◆ Activity ◆
Reproduce the following entries exactly, leaving nothing out.

◆ Data for this task ◆
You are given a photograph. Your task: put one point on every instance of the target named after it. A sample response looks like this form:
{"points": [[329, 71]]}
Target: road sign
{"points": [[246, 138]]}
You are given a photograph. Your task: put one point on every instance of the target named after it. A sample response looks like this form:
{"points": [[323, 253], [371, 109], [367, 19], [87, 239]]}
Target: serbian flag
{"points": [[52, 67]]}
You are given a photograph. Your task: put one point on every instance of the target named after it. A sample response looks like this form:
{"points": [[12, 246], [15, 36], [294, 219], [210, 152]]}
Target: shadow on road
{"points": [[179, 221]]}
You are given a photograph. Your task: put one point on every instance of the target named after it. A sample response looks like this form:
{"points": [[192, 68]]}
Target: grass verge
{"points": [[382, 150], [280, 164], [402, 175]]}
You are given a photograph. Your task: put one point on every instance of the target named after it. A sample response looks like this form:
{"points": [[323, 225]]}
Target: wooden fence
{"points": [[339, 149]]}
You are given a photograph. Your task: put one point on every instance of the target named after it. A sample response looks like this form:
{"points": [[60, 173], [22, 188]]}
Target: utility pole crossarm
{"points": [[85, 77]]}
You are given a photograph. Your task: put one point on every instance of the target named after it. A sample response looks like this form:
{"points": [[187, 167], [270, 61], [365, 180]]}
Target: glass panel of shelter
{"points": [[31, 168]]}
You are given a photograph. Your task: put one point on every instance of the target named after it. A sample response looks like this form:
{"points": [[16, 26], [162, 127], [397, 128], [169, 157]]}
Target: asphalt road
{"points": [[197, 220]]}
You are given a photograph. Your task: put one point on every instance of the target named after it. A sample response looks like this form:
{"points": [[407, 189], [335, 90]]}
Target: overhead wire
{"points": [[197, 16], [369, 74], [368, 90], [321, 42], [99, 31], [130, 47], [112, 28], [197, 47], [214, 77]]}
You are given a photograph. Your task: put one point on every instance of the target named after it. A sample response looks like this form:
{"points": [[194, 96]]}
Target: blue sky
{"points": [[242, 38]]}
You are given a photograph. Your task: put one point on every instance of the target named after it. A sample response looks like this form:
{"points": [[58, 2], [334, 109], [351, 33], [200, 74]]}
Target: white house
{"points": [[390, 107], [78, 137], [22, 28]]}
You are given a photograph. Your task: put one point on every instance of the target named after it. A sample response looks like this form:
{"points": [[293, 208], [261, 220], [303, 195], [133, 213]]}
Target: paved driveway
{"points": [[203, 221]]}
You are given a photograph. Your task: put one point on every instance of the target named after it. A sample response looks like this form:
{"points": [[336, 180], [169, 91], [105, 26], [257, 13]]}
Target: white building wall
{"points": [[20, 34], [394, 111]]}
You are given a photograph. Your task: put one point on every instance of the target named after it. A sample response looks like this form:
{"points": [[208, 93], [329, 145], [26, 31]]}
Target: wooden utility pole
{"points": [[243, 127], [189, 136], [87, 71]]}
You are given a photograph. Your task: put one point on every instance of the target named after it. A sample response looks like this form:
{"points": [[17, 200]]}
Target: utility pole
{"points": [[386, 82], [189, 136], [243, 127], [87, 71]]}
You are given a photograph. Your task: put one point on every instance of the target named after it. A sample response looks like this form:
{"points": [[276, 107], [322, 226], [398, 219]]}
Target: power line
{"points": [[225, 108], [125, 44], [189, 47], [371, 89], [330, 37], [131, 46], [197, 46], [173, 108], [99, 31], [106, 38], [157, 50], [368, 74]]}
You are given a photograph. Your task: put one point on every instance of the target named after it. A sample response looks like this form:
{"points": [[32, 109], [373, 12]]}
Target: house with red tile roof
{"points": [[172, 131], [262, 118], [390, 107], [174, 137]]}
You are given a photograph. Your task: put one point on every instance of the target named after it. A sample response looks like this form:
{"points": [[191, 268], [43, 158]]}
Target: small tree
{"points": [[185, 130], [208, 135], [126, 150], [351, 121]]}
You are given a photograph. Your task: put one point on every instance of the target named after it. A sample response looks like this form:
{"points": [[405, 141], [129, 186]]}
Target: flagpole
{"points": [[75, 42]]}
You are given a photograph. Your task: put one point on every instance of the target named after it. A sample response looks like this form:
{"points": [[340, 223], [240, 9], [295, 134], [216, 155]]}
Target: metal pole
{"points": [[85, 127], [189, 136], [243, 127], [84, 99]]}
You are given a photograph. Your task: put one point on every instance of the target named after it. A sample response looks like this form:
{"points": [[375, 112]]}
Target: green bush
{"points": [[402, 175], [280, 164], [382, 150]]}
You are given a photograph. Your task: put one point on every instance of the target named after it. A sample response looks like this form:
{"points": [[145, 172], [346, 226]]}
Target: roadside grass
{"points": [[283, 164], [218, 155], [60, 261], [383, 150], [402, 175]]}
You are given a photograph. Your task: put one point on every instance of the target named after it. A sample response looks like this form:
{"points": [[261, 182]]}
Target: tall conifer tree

◆ Task answer ◆
You are given a photograph. Your task: put one point on every instance of the target named after it. A sample response looks like this form:
{"points": [[329, 71]]}
Target: road sign
{"points": [[246, 138]]}
You are given a photograph. Your task: put one point on every instance of the target named after it. A sample response looks like this form:
{"points": [[323, 253], [371, 109], [367, 19], [87, 239]]}
Target: serbian flag
{"points": [[52, 67]]}
You are given a photograph. Your task: put one point on every instance of the target named after it. A sample response looks like this form:
{"points": [[12, 246], [15, 36], [294, 219], [210, 152]]}
Target: shadow on road
{"points": [[179, 221]]}
You are given a photograph. Your task: put one point on every instance of the target named after it. A sample response looks like this form:
{"points": [[192, 68]]}
Target: grass verge
{"points": [[382, 150], [280, 164], [402, 175]]}
You are given a photograph. Your task: put one point on every instance of the target named after it. A sample response looks like this form:
{"points": [[323, 225]]}
Target: wooden fence
{"points": [[339, 149]]}
You are given a photograph. Your task: put one point on every instance of the target named after it. A sample response looks like this form:
{"points": [[60, 173], [22, 188]]}
Target: utility pole crossarm
{"points": [[85, 77]]}
You are given a photograph. Your task: put one point on every instance of the target named after it. A sample response looks like this form:
{"points": [[187, 167], [270, 61], [365, 180]]}
Target: glass panel of shelter
{"points": [[31, 168]]}
You are given a photograph. Your task: put one point on every instance of the target named after it. A sample response looks like this form:
{"points": [[16, 26], [162, 127], [397, 128], [169, 157]]}
Target: asphalt road
{"points": [[197, 220]]}
You are given a photograph. Your task: put one point on every instance of the target named after it. A sample response looks like this form:
{"points": [[407, 189], [335, 90]]}
Target: overhead wire
{"points": [[197, 16], [369, 74], [368, 90], [321, 42], [99, 31], [130, 47], [112, 28], [197, 47], [214, 77]]}
You are given a photograph. Your task: put one point on every instance of the target named after it. A sample response looks like this form:
{"points": [[194, 96]]}
Target: blue sky
{"points": [[242, 38]]}
You are given a photograph. Your task: put one point on every instance of the target named after it. A sample response looks like this form:
{"points": [[58, 2], [334, 109], [351, 33], [200, 74]]}
Target: white house
{"points": [[390, 107], [78, 137], [22, 28]]}
You are given a photograph. Your task: put one point on every instance of the target named after it. A sample response looks like this form:
{"points": [[293, 208], [261, 220], [303, 195], [133, 213]]}
Target: paved driveway
{"points": [[203, 221]]}
You are given a photograph. Your task: put one point on every instance of the target named after it. A sample response looks like this form:
{"points": [[336, 180], [169, 91], [105, 26], [257, 13]]}
Target: white building wall
{"points": [[20, 34], [394, 111]]}
You are given a photograph. Your task: put one point on every instance of the target named after it. A sample response looks like this form:
{"points": [[208, 93], [329, 145], [26, 31]]}
Target: wooden utility pole
{"points": [[243, 127], [189, 136], [87, 71]]}
You are given a photograph. Your task: put one point on every instance of the target named after it. A sample response looks like this form:
{"points": [[17, 200]]}
Target: utility pole
{"points": [[386, 82], [189, 136], [243, 127], [87, 71]]}
You are given a photograph. Your task: put one point on every instance of the target named after it. A sample response looks like this form:
{"points": [[276, 107], [322, 226], [398, 219]]}
Target: power line
{"points": [[225, 108], [125, 44], [189, 47], [371, 89], [330, 37], [131, 46], [197, 46], [173, 108], [99, 31], [106, 38], [157, 50], [368, 74]]}
You are given a photograph. Your task: put one point on every instance of the target named after it. A sample response looks like this form:
{"points": [[32, 109], [373, 12]]}
Target: house with red tile roof
{"points": [[172, 131], [262, 118], [390, 107], [174, 137]]}
You are given a photograph. Your task: put one point on every instance of the target named after it. A sample response looks like this form:
{"points": [[191, 268], [43, 158]]}
Target: small tree
{"points": [[185, 130], [208, 135], [126, 150], [351, 121]]}
You are given a photograph. Your task: put one point on every instance of the target named after it. A sample response looks like this form:
{"points": [[405, 141], [129, 186]]}
Target: flagpole
{"points": [[75, 42]]}
You are given a photograph. Your task: put one point on every instance of the target named after it. A sample response looks like this form:
{"points": [[340, 223], [240, 9], [295, 134], [216, 155]]}
Target: metal pole
{"points": [[85, 127], [189, 136], [243, 127], [84, 99]]}
You are given a photograph. Your task: put one point on every instance of the target named after it. A sample response looks like this form:
{"points": [[375, 112]]}
Target: green bush
{"points": [[402, 175], [280, 164], [382, 150]]}
You are given a photograph. Your task: put one point on every instance of the target named after it. A sample response looks like this form:
{"points": [[145, 172], [346, 226]]}
Target: roadside grass
{"points": [[283, 164], [218, 155], [60, 261], [383, 150], [402, 175]]}
You are given a photograph. Your task: put one point on every instance of the target named after it. A sample response looks like this form:
{"points": [[261, 182]]}
Target: tall conifer tree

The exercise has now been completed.